--- THE RECORDS Enclosed Below ---

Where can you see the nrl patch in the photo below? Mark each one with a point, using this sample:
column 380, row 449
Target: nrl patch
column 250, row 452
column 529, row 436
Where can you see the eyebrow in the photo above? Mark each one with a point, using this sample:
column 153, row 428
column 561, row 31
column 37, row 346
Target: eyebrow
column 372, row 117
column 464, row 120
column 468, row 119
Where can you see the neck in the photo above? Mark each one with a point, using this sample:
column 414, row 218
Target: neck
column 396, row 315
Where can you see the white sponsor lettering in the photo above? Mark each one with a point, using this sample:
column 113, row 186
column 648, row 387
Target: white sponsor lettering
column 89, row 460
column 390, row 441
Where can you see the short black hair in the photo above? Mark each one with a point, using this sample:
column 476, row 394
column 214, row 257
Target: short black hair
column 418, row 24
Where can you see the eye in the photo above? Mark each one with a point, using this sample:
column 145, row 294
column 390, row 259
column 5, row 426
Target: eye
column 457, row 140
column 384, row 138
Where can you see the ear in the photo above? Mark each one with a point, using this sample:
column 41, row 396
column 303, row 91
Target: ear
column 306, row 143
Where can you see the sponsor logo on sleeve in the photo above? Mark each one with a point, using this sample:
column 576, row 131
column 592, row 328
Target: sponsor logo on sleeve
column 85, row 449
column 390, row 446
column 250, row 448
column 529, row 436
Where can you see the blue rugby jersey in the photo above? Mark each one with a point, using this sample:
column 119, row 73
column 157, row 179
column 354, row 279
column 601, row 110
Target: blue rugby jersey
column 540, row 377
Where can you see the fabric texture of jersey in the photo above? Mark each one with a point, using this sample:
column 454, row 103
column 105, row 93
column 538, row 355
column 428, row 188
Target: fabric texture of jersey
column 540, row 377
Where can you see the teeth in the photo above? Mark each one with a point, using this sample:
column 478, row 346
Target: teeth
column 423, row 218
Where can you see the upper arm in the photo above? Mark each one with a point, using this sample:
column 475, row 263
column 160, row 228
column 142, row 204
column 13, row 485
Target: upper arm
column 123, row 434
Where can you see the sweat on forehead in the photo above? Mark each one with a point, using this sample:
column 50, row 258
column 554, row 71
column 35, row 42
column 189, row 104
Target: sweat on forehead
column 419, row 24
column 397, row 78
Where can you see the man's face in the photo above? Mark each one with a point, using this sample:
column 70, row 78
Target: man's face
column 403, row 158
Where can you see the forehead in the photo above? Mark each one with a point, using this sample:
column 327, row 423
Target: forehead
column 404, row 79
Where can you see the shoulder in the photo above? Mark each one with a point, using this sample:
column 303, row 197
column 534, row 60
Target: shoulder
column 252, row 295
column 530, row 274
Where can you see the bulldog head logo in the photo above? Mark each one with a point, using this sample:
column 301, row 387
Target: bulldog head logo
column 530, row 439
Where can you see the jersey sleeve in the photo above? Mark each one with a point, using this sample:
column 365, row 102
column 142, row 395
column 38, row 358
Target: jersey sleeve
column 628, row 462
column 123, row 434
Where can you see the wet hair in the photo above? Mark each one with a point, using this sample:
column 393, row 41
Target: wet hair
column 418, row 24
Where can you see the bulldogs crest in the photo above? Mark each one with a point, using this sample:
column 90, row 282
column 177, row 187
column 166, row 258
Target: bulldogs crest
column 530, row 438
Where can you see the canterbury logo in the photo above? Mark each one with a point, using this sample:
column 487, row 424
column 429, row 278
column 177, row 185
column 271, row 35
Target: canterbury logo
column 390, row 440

--- End of Enclosed THE RECORDS ---
--- THE RECORDS Enclosed Below ---

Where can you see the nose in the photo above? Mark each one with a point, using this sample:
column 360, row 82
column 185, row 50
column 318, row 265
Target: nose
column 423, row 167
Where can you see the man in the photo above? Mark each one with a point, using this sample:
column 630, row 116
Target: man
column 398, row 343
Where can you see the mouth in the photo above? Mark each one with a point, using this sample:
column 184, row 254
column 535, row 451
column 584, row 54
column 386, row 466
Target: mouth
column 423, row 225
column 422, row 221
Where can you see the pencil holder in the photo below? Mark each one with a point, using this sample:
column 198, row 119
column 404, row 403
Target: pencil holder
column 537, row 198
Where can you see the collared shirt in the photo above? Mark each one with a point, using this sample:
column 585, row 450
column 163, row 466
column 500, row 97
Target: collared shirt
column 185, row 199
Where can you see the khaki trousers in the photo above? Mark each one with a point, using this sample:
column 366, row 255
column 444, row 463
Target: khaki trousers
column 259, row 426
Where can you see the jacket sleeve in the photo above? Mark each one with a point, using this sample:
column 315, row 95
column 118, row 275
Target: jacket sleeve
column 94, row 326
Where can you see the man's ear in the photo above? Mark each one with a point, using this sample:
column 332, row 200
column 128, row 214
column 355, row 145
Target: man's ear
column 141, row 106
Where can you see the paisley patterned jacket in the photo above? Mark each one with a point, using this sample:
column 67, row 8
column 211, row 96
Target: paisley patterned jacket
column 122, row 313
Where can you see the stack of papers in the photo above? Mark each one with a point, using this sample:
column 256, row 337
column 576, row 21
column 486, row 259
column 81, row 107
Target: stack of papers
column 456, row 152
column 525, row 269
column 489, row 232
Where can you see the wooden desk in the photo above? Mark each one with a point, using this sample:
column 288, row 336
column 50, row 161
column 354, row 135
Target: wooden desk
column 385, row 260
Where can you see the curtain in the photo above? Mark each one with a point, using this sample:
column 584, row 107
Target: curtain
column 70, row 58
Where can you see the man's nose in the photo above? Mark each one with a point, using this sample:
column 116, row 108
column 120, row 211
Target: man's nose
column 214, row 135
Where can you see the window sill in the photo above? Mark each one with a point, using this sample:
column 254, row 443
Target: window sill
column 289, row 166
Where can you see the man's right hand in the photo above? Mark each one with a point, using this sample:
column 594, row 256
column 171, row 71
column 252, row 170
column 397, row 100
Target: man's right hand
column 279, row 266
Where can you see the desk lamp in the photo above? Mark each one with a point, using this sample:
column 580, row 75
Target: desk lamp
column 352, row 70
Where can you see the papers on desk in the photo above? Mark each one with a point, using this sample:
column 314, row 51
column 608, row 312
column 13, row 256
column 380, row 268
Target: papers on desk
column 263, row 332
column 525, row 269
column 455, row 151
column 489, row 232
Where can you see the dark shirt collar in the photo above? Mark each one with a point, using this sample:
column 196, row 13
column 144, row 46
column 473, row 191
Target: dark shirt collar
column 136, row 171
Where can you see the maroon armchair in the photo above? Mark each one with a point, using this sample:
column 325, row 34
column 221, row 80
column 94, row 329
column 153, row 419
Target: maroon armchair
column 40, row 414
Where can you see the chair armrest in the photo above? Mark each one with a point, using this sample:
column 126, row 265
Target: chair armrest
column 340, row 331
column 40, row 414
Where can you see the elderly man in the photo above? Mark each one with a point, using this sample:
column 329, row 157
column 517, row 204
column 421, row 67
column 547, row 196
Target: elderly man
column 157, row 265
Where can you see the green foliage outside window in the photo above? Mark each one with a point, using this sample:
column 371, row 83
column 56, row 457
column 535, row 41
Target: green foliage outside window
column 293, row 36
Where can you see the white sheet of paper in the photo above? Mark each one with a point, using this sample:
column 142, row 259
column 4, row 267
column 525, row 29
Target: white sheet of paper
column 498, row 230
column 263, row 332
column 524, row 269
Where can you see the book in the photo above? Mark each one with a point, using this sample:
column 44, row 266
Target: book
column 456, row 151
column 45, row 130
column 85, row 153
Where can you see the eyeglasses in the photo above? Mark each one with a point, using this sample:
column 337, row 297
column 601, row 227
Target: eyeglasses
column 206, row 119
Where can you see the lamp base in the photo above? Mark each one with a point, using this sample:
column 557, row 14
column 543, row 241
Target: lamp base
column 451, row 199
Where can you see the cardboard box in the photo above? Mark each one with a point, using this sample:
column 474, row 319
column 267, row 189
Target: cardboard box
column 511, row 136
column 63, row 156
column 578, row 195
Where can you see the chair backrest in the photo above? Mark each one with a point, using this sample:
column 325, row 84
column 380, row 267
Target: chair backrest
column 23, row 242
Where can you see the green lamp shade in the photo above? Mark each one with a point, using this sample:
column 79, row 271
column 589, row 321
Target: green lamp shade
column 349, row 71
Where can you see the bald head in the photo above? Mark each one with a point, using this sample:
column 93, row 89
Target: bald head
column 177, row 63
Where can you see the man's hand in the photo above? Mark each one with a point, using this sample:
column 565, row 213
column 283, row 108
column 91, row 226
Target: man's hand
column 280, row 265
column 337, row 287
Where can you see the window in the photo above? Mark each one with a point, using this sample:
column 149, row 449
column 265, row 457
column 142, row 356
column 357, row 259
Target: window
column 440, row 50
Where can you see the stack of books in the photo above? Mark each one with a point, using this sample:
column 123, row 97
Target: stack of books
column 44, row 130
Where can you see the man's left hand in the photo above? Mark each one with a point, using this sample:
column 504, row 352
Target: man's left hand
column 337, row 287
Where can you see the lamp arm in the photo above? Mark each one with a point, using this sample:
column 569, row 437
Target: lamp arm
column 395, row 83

--- End of Enclosed THE RECORDS ---

● WHAT THE EXERCISE ASKS:
Once you find the line with "Where can you see the bulldog head" in the entries above, output it and each line after it up to and including the line with "column 365, row 102", and nothing else.

● WRITTEN ANSWER:
Where can you see the bulldog head logo in the photo above? Mark each one with a point, using this sample:
column 301, row 387
Target: bulldog head logo
column 530, row 439
Where can you see the jersey sleeve in the photo above? Mark each one with a point, using this sample:
column 365, row 102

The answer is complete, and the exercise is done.